WHAT YOU NEED TO DO
Copy word for word the part of the items below that begins with the line containing "of the dense" and continues through the last of the items.

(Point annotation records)

-- -- --

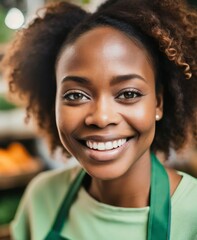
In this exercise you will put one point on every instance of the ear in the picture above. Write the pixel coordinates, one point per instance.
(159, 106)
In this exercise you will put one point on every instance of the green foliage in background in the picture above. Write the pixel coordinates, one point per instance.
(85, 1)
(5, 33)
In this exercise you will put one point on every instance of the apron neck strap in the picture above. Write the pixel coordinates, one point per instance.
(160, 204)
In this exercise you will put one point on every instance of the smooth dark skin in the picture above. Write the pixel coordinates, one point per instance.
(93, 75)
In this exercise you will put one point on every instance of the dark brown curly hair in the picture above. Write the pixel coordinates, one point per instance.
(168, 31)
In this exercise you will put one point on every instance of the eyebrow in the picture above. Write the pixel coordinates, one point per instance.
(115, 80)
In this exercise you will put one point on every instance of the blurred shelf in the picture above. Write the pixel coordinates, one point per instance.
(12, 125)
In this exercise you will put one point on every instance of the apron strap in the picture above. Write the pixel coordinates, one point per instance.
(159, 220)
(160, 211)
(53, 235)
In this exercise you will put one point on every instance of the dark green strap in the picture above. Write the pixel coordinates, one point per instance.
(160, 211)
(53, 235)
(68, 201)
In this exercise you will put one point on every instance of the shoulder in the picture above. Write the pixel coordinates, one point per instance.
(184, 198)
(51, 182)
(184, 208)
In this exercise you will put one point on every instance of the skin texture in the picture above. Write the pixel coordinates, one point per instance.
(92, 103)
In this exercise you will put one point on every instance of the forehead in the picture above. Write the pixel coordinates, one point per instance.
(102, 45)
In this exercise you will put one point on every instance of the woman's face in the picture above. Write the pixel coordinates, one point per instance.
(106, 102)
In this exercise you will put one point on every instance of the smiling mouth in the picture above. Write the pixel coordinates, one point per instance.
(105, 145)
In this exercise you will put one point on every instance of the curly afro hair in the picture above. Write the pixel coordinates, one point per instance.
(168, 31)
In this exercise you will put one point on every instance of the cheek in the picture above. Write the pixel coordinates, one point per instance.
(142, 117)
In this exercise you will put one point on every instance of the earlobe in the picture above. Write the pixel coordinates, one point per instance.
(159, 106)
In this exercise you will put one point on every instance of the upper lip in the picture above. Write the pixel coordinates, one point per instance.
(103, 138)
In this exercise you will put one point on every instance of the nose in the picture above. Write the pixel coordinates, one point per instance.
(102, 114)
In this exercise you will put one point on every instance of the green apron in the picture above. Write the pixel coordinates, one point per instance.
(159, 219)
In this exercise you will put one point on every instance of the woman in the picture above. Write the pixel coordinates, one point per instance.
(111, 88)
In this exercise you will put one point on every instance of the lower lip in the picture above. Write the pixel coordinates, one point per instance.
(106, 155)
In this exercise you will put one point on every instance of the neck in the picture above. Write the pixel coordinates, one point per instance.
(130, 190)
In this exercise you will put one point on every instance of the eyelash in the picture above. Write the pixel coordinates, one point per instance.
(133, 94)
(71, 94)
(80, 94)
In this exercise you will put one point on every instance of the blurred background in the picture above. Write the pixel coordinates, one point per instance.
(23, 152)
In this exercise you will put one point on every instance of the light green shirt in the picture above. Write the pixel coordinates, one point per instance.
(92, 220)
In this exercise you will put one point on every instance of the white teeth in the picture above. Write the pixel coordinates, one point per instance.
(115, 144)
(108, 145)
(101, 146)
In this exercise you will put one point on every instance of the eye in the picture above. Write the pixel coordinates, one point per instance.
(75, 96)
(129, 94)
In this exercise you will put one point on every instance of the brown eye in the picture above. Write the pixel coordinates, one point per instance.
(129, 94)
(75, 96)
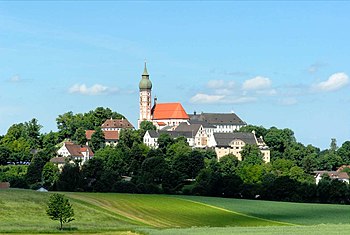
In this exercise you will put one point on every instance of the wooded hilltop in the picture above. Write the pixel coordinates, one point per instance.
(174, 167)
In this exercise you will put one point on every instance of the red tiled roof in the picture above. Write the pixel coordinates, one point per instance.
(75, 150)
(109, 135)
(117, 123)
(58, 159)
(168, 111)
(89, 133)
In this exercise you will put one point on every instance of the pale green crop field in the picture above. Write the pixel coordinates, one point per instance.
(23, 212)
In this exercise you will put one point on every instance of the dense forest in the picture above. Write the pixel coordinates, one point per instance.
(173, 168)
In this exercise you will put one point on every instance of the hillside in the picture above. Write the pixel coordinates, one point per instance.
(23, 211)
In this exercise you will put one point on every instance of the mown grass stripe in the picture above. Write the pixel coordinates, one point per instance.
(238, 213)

-- -- --

REPLY TO THE EXERCISE
In this exercise you will put one point on every instance of the dense forest in the picture above. Write the pixel coordinates, one point per instance.
(173, 168)
In this exercise you will put one point on every instance of the hillside in the picture above. Write the pixel coordinates, one point per instance.
(23, 211)
In this exercise you will put one point on every instance of the mown grass stripe in the picture above. Write the pixel coordinates, one point per instance.
(238, 213)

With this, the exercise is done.